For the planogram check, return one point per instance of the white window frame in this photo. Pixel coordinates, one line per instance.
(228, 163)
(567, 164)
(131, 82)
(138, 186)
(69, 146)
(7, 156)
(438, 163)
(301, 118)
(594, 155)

■ What is required
Give the data back in full, exactly as written.

■ Task response
For the planogram check, return one point per instance of the white window frame in this photo. Pixel coordinates, one line per instance.
(228, 163)
(567, 164)
(131, 82)
(138, 186)
(69, 146)
(7, 156)
(438, 163)
(301, 118)
(594, 155)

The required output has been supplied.